* _Records drawn from a dataset_:
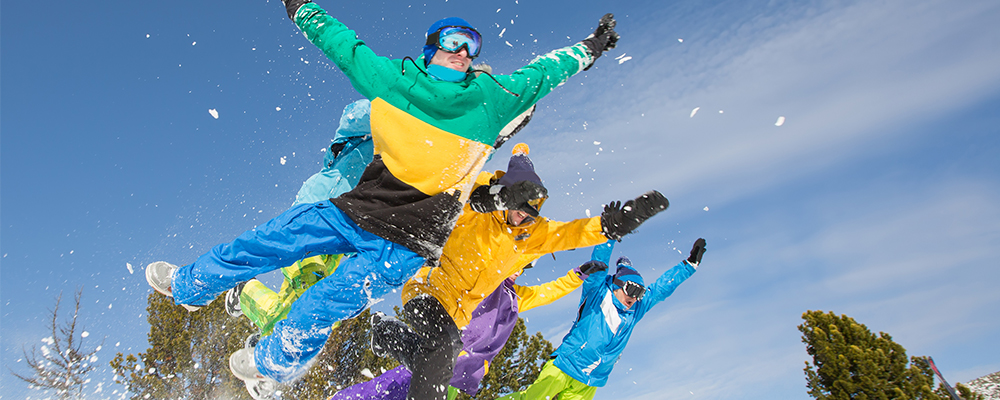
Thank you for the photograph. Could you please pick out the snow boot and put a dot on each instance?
(233, 300)
(159, 275)
(261, 389)
(377, 318)
(251, 340)
(242, 364)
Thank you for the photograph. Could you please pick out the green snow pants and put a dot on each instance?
(265, 307)
(553, 382)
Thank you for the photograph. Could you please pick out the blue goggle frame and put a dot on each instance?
(632, 289)
(454, 38)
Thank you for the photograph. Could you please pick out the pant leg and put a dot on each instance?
(391, 385)
(378, 268)
(434, 360)
(317, 228)
(551, 382)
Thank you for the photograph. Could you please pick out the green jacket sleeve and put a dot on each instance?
(541, 76)
(367, 71)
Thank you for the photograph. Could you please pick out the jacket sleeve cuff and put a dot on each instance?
(292, 6)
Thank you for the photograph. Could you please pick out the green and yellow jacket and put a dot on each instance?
(431, 137)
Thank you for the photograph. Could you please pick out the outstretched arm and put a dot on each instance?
(367, 71)
(668, 282)
(546, 72)
(540, 295)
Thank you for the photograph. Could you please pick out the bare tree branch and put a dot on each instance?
(62, 365)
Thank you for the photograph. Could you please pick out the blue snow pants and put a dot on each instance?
(308, 229)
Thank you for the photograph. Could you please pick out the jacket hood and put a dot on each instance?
(355, 122)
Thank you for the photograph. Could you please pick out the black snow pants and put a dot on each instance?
(427, 347)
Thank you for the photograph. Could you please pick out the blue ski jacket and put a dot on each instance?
(603, 326)
(346, 158)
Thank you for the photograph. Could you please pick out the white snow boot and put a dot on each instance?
(233, 300)
(159, 275)
(261, 389)
(243, 365)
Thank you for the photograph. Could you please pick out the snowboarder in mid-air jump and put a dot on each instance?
(610, 306)
(434, 126)
(481, 253)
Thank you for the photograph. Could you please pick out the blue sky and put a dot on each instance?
(878, 197)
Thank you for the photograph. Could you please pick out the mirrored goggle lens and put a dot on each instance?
(537, 203)
(452, 39)
(634, 290)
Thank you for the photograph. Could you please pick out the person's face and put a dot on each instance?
(457, 61)
(517, 217)
(625, 299)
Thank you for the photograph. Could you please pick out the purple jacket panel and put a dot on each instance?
(391, 385)
(490, 326)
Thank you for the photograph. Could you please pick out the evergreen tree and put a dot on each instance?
(62, 365)
(188, 355)
(850, 362)
(516, 366)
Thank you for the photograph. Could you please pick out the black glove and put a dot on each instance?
(489, 198)
(696, 252)
(293, 5)
(591, 267)
(604, 38)
(618, 221)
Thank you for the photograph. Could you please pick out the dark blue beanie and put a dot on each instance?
(519, 168)
(430, 49)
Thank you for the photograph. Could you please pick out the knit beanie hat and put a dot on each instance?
(625, 272)
(520, 167)
(430, 49)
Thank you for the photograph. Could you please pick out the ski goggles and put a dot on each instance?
(632, 289)
(454, 38)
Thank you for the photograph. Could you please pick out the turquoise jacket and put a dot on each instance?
(431, 137)
(345, 159)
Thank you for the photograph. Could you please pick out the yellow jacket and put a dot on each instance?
(483, 250)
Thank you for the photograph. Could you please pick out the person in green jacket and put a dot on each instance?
(433, 131)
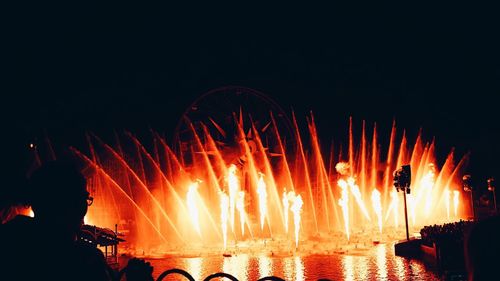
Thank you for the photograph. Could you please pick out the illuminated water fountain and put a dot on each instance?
(217, 195)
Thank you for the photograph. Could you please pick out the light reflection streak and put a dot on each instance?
(299, 269)
(381, 262)
(265, 266)
(348, 268)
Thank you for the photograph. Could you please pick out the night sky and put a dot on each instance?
(104, 68)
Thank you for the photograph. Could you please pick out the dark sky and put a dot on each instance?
(76, 68)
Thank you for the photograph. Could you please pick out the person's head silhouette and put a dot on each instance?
(58, 196)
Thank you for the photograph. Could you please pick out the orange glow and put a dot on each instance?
(377, 207)
(192, 204)
(285, 209)
(224, 207)
(154, 194)
(232, 182)
(343, 202)
(455, 202)
(261, 190)
(447, 202)
(296, 208)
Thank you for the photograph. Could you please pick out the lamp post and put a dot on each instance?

* _What this task involves_: Start to finish, write out the data above exactly, omitting all pictures.

* _Answer box_:
Thank you for the photograph. Could you please pick out the snow boot and put a dot on each instance?
(233, 300)
(159, 275)
(261, 389)
(377, 318)
(251, 340)
(242, 364)
Thank you for the photograph. Could you please pick out the green snow pants and put a dot on each instance?
(265, 307)
(553, 382)
Thank you for the photograph. Could you please pick out the blue goggle frame and put a dot on each instance?
(632, 289)
(454, 38)
Thank you for the photograph. Could you please pick out the pant leg and put a dot on each instance?
(391, 385)
(378, 268)
(434, 360)
(317, 228)
(551, 382)
Thank you for the photograph. Could you please pick out the green jacket sleeve and put a dot on each instance?
(541, 76)
(367, 71)
Thank you for the photograph. Could you please pick out the jacket sleeve cuff and put a dot on each instance?
(292, 6)
Thank you for the photograph. Could you please pick out the green and yellow jacket and put a dot on each instance?
(431, 137)
Thank you for the photograph. Could you please pick out the outstretched arm and put a dot on each instance?
(367, 71)
(668, 282)
(546, 72)
(540, 295)
Thank you for the photograph. Could you please pick out the bare tree branch and put a dot on each instance?
(62, 365)
Thank you for the photograph. Could you please pick out the blue snow pants and put a dot on each instance?
(308, 229)
Thank you for the photograph. Could you please pick out the jacket hood and put a dot on each instance?
(355, 122)
Thank you for the photograph. Could you please pick out the black snow pants and put a dot on each instance?
(427, 347)
Thank you for the photograph. Could you please pick out the blue ski jacket and put a dot on each instance?
(603, 326)
(346, 158)
Thank you for the photograph. Could you please pick out the white snow boot and put a dot on each instance?
(233, 300)
(159, 275)
(261, 389)
(243, 365)
Thank you for the photograph. Could you please pick out the snowboarder in mid-air jump and put a dot on each instance?
(610, 306)
(434, 126)
(481, 253)
Thank you for the photograph. Could you please pick out the blue sky and put a dot on each instance?
(878, 197)
Thank you for the photograph. Could you please pick out the mirrored goggle lens and put a dot on each instance?
(537, 203)
(452, 39)
(634, 290)
Thank you for the photograph. Could you please pick out the person's face and put a dot on each instance?
(457, 61)
(517, 217)
(625, 299)
Thank you for the photograph. Could you please pick out the purple jacket panel and put a dot on each instance?
(391, 385)
(490, 326)
Thank you for the photograph. Could you please pick out the evergreen tree and put a dot on each instance?
(62, 365)
(188, 355)
(850, 362)
(516, 366)
Thank you for the photograph. Could you please pick out the black glove and put a dot on each instance?
(489, 198)
(696, 252)
(293, 5)
(591, 267)
(604, 38)
(618, 221)
Thank you for the photograph. Could you please pick out the dark blue beanie and put a dot on each instance?
(519, 168)
(430, 49)
Thank you for the photograph. Could you please pick out the knit beanie hat and put a dot on each instance?
(625, 272)
(520, 167)
(430, 49)
Thank you for the photograph. Could you please pick out the ski goggles and put a dot on each instance?
(632, 289)
(454, 38)
Thank you for the photograph. Could you please pick out the turquoise jacket and put a dot on each instance?
(431, 137)
(345, 159)
Thank you for the photograph. Could you please pick out the yellow jacket and put a dot on each instance?
(483, 250)
Thank you for the photograph. Could you please pick out the person in green jacket and put a dot on each instance?
(433, 131)
Thank you for the photograph. Could you please pick out the illuminated water fountain and put a dot on each instance?
(217, 195)
Thank you for the photograph. Could you please pick out the light reflection streak and put a dot on each instance?
(299, 269)
(381, 262)
(265, 266)
(348, 268)
Thank you for the photograph. Could you please pick out the night sky and put a dot on each instance?
(104, 68)
Thank you for the photograph. Could you please pick out the dark sky and put a dot on each instance?
(76, 68)
Thank you for the photograph. Could you please pick out the person's head silhouette and put a dot on each instance?
(58, 196)
Thank you for the photograph. Could you please pick out the orange glow and put a dot on each instance?
(377, 207)
(192, 204)
(285, 209)
(224, 207)
(154, 194)
(232, 182)
(343, 202)
(455, 202)
(261, 190)
(447, 202)
(296, 208)
Thank you for the photograph. Could you please pick out the lamp post and put a dot on each instance?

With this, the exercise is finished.